Basic XML Feed support for watchlist (implementation idea: token)
Status: RESOLVED FIXED
Product: MediaWiki
Classification: Unclassified
Watchlist (Other open bugs)
unspecified
All All
: Normal enhancement with 26 votes (vote)
: ---
Assigned To: Nobody - You can work on this!
http://meta.wikimedia.org/wiki/Syndic...
:
: 1265 1303 2120 2293 3167 5188 6370 7316 18570 (view as bug list)
Depends on: 20692
Blocks: feeds
  Show dependency treegraph
 
Reported: 2004-09-13 07:08 UTC by FoeNyx
Modified: 2009-09-30 17:58 UTC (History)
20 users (show)

See Also:
Web browser: ---
Mobile Platform: ---
Assignee Huggle Beta Tester: ---


Attachments
a basic implementation of the XML Feed for watch list (2.57 KB, patch)
2004-09-13 07:13 UTC, FoeNyx
Details
Implementation (13.98 KB, patch)
2006-09-04 21:44 UTC, Wil Mahan
Details
Implementation, including schema change (16.89 KB, patch)
2006-09-04 22:36 UTC, Wil Mahan
Details
convert watchlist to class (30.39 KB, patch)
2009-04-24 18:58 UTC, Edward Z. Yang
Details

Description FoeNyx 2004-09-13 07:08:35 UTC
Add a basic XML Feed support for the user's watching list.
Each item of the user watching list become an Item of the feed, with the date,
the author and the url.
Comment 1 FoeNyx 2004-09-13 07:13:46 UTC
Created attachment 34 [details]
a basic implementation of the XML Feed for watch list

It's my first work on mediawiki, so I guess it's not bug-free. But it worked
quite well in my local mediawiki.

The main limitation is that user need to be logged into his account to access
it, but if the feed agreggator is included with the browser it should work.
Comment 2 Brion Vibber 2004-10-12 18:28:52 UTC
The tricky part with the watchlist is authentication; this patch doesn't seem to
address that yet.
Comment 3 Brion Vibber 2005-01-07 00:45:41 UTC
*** Bug 1265 has been marked as a duplicate of this bug. ***
Comment 4 Brion Vibber 2005-01-11 09:36:17 UTC
*** Bug 1303 has been marked as a duplicate of this bug. ***
Comment 5 Zigger 2005-05-09 16:46:07 UTC
*** Bug 2120 has been marked as a duplicate of this bug. ***
Comment 6 Brion Vibber 2005-06-02 19:31:17 UTC
*** Bug 2293 has been marked as a duplicate of this bug. ***
Comment 7 T. Gries 2005-06-24 20:53:57 UTC
Support; I like the idea.

The following amendment would be very useful and shorten the RSS feed:

I propose to have a special RSS FEED for only those items in one's watchlist,
which have UNSEEN changes. These are those changed (watched) pages, for which an
enotif have been sent to the watching user; the information is already available
in the Enotif versions ( 1.5 ) in the table watchlist - for each user.

> _The exercise_
Return the stretch of the watchlist feed bug report from "Description FoeNyx 2004-09-13" through "my local mediawiki.", copied word for word.

Location identification entries
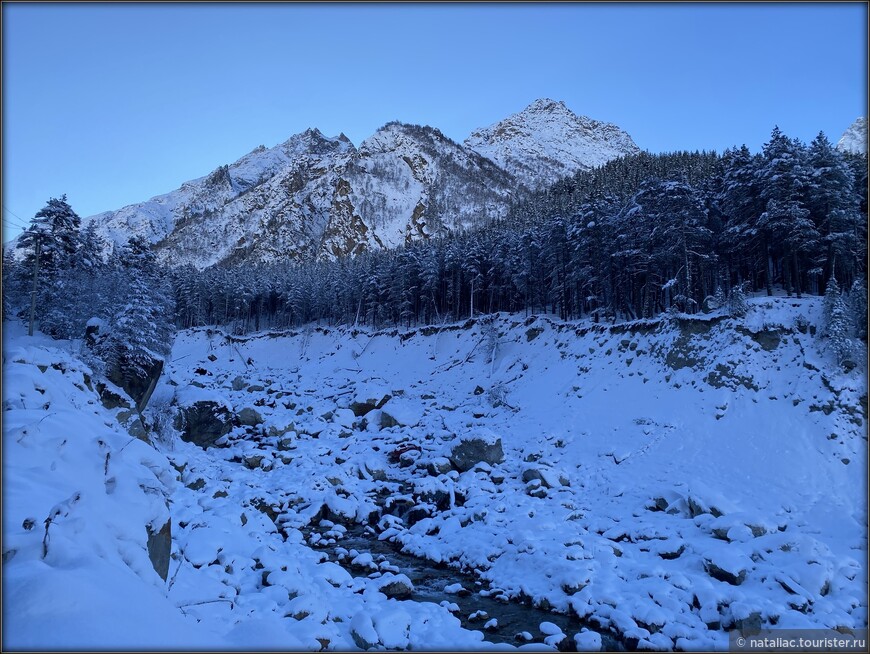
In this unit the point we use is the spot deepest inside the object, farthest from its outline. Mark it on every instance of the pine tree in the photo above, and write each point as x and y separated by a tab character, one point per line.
838	330
141	329
858	308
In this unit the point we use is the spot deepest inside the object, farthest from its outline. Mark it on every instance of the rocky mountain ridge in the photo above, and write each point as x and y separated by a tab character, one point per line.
321	197
547	141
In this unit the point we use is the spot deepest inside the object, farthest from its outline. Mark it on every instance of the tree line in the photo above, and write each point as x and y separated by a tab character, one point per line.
639	236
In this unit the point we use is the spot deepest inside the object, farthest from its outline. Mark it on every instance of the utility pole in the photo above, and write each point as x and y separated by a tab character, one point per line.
33	292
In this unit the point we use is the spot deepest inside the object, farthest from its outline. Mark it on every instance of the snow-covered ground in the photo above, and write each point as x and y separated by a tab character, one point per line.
664	481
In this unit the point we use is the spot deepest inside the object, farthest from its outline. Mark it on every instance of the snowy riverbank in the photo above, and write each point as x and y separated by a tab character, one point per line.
662	481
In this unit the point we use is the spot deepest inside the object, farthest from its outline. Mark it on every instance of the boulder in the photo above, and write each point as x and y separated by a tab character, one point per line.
135	426
474	448
203	423
439	466
397	586
249	417
137	380
110	399
253	462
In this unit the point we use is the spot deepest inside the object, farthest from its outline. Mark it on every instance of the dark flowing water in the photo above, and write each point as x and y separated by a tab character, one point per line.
430	579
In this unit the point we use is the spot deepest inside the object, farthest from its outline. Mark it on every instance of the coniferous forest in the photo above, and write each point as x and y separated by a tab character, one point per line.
641	235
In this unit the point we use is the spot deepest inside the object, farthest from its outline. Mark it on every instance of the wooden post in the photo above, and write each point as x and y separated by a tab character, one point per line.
33	292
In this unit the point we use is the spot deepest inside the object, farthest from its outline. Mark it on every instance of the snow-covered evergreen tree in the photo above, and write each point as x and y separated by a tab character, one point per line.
837	329
858	308
140	330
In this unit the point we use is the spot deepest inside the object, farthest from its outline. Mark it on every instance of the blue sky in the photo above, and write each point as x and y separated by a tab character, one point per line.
113	104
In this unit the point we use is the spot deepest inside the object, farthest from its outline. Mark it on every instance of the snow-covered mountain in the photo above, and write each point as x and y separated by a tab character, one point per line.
271	203
854	139
408	183
547	141
320	197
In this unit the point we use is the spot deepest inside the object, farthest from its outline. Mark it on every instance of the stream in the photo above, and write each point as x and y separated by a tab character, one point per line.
517	622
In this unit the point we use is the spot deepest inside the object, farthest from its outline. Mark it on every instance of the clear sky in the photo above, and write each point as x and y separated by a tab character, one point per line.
113	104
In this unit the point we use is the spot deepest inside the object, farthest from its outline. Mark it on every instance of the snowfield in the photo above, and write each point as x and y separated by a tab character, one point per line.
660	482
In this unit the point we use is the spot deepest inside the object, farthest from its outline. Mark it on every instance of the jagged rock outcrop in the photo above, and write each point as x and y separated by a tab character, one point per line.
547	141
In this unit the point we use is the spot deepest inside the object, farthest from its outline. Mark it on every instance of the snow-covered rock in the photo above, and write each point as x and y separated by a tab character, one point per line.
854	139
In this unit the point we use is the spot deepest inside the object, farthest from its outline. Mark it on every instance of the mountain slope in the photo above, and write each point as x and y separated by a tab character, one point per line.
854	139
547	141
318	197
271	203
408	183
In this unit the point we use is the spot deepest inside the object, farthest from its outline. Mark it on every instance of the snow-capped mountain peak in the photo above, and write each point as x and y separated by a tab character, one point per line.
854	139
547	141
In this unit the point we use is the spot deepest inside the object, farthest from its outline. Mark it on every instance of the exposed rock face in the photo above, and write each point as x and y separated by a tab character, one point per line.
547	141
160	547
203	423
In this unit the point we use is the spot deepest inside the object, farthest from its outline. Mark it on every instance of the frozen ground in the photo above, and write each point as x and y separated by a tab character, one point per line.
662	481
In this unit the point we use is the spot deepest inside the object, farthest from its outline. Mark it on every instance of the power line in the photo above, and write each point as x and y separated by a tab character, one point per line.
14	214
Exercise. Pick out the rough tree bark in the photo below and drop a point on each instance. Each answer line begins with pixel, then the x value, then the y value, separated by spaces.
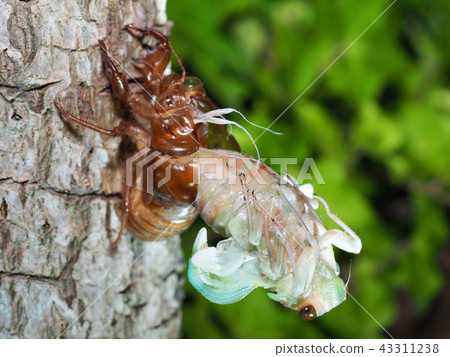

> _Written response_
Description FoeNyx 2004-09-13 07:08:35 UTC
Add a basic XML Feed support for the user's watching list.
Each item of the user watching list become an Item of the feed, with the date,
the author and the url.
Comment 1 FoeNyx 2004-09-13 07:13:46 UTC
Created attachment 34 [details]
a basic implementation of the XML Feed for watch list

It's my first work on mediawiki, so I guess it's not bug-free. But it worked
quite well in my local mediawiki.